- **Passage shown**
Every year, around 11 million workers call in sick and 140 million days are lost to sickness absence.

The economic cost of ill-health is estimated to be a staggering £100 billion.
Moreover, each year around 300,000 employees will not return to work, joining the benefits system instead. Not surprisingly, the government is keen to find ways to lower these levels and encourage those on health benefits back into work.
As a result, last year, David Frost, a former director general of the British Chambers of Commerce, together with the government’s health advisor, Dame Carol Black, published an independent review of absence on behalf of the Department of Work and Pensions.

A year on, Frost, recently appointed as a non-executive director of Absence Manager, a service set up to help employers tackle the problem, is still hopeful that the government will respond to some of the report’s suggestions.

- **Extracted information**
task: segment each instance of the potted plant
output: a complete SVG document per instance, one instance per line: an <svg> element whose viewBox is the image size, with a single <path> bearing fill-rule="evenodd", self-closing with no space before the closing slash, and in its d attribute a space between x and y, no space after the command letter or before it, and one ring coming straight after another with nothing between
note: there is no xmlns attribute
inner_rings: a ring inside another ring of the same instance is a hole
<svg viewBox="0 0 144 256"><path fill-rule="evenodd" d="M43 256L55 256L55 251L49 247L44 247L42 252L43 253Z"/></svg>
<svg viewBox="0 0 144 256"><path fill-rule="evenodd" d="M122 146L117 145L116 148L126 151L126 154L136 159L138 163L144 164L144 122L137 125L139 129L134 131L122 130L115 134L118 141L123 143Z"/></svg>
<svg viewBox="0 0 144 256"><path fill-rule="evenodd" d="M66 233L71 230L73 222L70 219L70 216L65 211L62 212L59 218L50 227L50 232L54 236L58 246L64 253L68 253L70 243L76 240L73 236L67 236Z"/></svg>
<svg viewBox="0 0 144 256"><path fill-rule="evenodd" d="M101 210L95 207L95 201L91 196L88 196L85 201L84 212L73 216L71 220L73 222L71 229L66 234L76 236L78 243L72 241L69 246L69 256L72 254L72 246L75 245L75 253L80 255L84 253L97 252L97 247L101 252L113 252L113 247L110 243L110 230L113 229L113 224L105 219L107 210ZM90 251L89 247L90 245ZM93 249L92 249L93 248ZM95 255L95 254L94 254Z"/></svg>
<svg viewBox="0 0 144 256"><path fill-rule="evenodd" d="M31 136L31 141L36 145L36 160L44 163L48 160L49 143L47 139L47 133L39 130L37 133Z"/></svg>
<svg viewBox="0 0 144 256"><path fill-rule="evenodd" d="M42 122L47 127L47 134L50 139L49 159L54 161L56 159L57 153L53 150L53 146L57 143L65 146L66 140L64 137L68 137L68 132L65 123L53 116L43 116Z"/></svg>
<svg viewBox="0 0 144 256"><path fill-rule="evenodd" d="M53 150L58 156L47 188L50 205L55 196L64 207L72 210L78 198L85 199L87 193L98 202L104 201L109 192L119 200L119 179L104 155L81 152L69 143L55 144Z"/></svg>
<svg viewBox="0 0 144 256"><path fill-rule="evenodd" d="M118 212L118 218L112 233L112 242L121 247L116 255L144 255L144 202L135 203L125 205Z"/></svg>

- **What you need to do**
Reproduce the part of the passage on sickness absence that begins at the words "Moreover, each year" and stops after the words "the report’s suggestions.". The listing comes from a source separate from the passage on sickness absence.

- **Solution**
Moreover, each year around 300,000 employees will not return to work, joining the benefits system instead. Not surprisingly, the government is keen to find ways to lower these levels and encourage those on health benefits back into work.
As a result, last year, David Frost, a former director general of the British Chambers of Commerce, together with the government’s health advisor, Dame Carol Black, published an independent review of absence on behalf of the Department of Work and Pensions.

A year on, Frost, recently appointed as a non-executive director of Absence Manager, a service set up to help employers tackle the problem, is still hopeful that the government will respond to some of the report’s suggestions.